#### Text excerpt:
>> BEGIN
However, it is also possible to view aspects of "historic" events and their retelling from one generation to the next through the same lens with which we view myth. In this approach, the mythic narratives of a culture have many levels of significance, both for their culture of origin and for those who analyze them. It is assumed here that both of these positions are valid. However, the Western terms myth, tale, and legend will be employed at times as this designates the esoteric nature of certain aspects of these sacred histories.

In the case of American Indian sacred narrative, those communities for whom the stories are culturally relevant view these tales in ways which cross, and often transcend, the Western category of history. These "sacred histories" serve to orient their communities in time and space in ways that operate within the logic of the universe they inhabit, and in turn provide outsiders with insight into the ethos and worldview of their home cultures.

Western historical narratives tend to rely upon a linear pattern in which one event transpires after, and sometimes due to, the one preceding it, which also makes specific dates and actors the key issues in these tales. American Indian sacred narratives operate in a different way, developing within the specifics of the producing culture based on the logic of their universe. This logic is often cyclical, or rhythmic, in nature, and the focus is not on linearity but on the maintenance of ongoing natural rhythms.

There usually exists, in each Native American community, various categories of story, each with a specific purpose and appropriate use. The Hopi, for example, distinguish between four types of narrative: navoiti, or knowledge to which the speaker has a direct link, even if that link is from a very distant past; tutavo, or stories about the Sacred; wuknavoti, which is usually translated as "prophesy" but includes all sorts of prognosticative stories; and tuuwutisi, the term most often translated as "myth" but also considered a historic accounting of events that occurred in sacred time. This is distinguished from navoiti in that the connections to the events and actors in the story are secondhand or happened in the esoteric realm of the before-time.

There is a Chumash term, timoloquinas, often translated as "stories generally thought to be true," that also describes this category of tale, where "truth" is a very slippery concept and relative to the overall meaning of the tale to its intended audience. It is via these orally transmitted tales that the entirety of a people's history is conveyedspiritual, economic, and political. These tales represent a body of knowledge the continuity of which is only recently beginning to become apparent to non-Indian minds.

This knowledge is passed from generation to generation through oral narratives that encode both pertinent and proper behaviors for the edification of future generations. In the telling of these tales, both the narrator and the audience have active roles: the teller of the tale is expected to maintain the story's integrity from telling to telling, and the audience holds the storyteller to task with their own memories of the stories. These tales are told at events bound by communal dictates, which must be supported by the audience. The young people learn the importance of these events and come to give them the kind of attention and respect that facilitates those dictates. The telling of stories, then, provides opportunities for the truths contained in them to be practiced as well as learned.
>> END
#### Set of tasks:
(1) From the passage on American Indian sacred narrative, list every Hopi term that names a type of narrative.
(2) Carry on the passage on American Indian sacred narrative, picking up after its final sentence.

#### Coordinate annotation entries:
>> BEGIN
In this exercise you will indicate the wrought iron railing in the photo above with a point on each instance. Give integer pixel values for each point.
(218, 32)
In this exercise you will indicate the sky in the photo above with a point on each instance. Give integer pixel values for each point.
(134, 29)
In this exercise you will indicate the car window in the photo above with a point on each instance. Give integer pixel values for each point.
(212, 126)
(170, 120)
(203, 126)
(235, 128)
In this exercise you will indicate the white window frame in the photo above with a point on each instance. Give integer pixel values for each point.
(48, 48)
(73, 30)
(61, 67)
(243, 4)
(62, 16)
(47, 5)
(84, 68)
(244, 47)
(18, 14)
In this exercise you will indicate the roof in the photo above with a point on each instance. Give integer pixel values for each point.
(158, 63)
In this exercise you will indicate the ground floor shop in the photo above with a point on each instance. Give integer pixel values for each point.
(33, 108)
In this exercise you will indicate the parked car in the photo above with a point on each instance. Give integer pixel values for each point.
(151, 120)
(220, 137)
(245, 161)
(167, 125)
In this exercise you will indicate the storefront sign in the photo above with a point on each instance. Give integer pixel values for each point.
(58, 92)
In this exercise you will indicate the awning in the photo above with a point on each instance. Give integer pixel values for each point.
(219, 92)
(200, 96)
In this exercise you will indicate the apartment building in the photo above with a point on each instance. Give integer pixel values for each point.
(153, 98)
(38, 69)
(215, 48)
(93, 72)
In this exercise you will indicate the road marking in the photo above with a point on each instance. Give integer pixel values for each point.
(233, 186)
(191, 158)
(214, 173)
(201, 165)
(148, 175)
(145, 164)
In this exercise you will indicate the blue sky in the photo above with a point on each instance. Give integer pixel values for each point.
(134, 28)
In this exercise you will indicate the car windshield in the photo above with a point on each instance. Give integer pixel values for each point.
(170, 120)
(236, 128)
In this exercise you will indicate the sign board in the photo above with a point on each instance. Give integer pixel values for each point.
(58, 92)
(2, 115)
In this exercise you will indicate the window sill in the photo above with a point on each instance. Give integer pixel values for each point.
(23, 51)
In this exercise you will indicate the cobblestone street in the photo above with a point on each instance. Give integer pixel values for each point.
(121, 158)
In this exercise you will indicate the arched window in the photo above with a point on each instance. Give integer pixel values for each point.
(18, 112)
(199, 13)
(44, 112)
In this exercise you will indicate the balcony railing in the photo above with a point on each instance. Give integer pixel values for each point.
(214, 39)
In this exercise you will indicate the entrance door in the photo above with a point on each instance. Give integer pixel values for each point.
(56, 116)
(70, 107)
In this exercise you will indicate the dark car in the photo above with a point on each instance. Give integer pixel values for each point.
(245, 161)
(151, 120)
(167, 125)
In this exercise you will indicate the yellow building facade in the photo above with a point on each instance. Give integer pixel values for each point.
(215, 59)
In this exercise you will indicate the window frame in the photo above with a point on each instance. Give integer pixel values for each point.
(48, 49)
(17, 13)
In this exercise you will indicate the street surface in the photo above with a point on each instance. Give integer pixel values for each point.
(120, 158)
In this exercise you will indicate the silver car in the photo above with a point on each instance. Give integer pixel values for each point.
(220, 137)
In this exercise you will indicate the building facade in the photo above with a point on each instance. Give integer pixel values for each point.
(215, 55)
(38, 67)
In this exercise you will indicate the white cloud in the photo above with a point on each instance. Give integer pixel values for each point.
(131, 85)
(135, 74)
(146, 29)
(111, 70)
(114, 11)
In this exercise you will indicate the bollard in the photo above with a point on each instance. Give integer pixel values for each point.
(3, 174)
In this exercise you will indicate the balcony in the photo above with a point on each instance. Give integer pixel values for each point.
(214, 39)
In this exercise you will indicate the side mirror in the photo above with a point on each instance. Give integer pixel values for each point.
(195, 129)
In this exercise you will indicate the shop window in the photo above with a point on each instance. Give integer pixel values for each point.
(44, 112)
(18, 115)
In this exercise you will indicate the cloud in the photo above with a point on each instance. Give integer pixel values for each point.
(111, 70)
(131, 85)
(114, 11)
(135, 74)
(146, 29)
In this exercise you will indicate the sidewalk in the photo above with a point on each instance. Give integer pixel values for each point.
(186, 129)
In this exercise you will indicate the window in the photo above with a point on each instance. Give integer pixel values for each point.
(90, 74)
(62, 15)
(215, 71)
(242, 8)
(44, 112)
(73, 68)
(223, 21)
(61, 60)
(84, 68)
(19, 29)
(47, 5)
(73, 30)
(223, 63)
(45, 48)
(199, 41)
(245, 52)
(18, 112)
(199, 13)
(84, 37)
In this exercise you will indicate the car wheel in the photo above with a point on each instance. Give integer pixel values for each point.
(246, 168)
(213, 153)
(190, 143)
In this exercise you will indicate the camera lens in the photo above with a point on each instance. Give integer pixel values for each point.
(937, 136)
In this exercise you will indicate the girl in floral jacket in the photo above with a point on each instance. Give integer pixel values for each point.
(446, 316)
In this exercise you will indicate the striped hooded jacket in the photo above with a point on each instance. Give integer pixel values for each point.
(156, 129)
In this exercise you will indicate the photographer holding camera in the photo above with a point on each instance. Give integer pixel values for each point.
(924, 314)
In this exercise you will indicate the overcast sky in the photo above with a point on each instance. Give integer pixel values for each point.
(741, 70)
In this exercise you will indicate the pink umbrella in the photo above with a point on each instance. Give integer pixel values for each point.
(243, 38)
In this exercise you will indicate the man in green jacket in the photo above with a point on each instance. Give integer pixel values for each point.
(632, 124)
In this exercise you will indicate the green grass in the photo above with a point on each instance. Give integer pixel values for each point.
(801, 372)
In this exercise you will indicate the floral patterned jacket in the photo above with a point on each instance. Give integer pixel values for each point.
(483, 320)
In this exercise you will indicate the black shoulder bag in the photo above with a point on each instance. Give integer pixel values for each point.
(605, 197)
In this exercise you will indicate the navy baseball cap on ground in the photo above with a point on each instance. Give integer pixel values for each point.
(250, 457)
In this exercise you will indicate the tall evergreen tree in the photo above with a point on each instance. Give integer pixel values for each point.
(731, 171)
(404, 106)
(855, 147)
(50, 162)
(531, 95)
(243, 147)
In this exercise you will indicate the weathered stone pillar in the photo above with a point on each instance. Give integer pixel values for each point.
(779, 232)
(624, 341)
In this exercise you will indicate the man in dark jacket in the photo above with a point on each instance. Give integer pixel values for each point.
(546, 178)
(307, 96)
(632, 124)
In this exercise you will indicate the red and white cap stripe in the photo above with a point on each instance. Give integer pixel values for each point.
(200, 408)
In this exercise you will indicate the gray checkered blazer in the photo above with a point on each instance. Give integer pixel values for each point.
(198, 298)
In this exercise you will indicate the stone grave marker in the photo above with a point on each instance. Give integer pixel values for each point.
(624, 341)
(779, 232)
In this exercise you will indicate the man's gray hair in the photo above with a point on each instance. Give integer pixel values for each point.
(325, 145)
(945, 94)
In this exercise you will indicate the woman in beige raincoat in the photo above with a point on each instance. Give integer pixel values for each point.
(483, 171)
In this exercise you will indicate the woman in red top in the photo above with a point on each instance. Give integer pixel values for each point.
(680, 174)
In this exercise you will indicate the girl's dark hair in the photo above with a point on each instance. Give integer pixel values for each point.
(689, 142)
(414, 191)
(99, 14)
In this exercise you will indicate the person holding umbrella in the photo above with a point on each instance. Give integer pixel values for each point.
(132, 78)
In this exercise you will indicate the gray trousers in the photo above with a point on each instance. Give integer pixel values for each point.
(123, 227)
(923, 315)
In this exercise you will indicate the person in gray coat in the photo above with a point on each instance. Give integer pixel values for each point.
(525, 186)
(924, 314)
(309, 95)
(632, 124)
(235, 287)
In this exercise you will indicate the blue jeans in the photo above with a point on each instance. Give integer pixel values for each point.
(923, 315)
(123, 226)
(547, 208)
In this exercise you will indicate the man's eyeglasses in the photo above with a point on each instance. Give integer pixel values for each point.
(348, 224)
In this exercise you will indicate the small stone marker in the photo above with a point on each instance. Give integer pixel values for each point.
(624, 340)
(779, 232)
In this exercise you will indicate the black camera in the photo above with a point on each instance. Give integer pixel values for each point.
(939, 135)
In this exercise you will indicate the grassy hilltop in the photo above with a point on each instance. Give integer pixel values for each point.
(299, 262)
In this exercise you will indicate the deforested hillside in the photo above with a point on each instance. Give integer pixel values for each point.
>> END
#### Responses per task:
(1) navoiti, tutavo, wuknavoti, tuuwutisi

(2)
Stories about the community's sacred history also allow the people to examine specific ideas that the community considers important. Some narratives relay information about the origins of a particular Native American people, as well as their indelible links to their sacred past. Others revolve around pertinent political, economic, and social issues or explore themes of community membership and identity.

Prior to the devastating effects of colonialism, these stories were the key link between members of particular tribal groups, as well as that group's link to their land. Elders serve as repositories of the knowledge and wisdom that makes the people a people, transferring moral precepts and appropriate community parameters to the next generation. When the U.S. government attempted to assimilate Indian children, they did so by taking them away from their families and placing them in boarding schools, in hopes that separating them from their elders and storytellers would destroy their cultural identity.

Fortunately, much of the imagery, humor, pathos, and personality of the tales was nevertheless passed along to the boarding-school generation, and the translation of the stories into English, especially due to the rising discipline of ethnography around the turn of the last century, guaranteed that most of these tales, and the cultures that they encode, would not be lost. Though these are properly oral traditions, many tales have been transcribed by nonNative Americans and, more recently, written down by American Indians themselves. The shift to written form should, however, be seen as archival in nature, as the pressures of modernity make the regular telling of these tales difficult for some Native American communities. This is not, therefore, a shift away from the oral tradition, but a response to the challenges presented by current conditions.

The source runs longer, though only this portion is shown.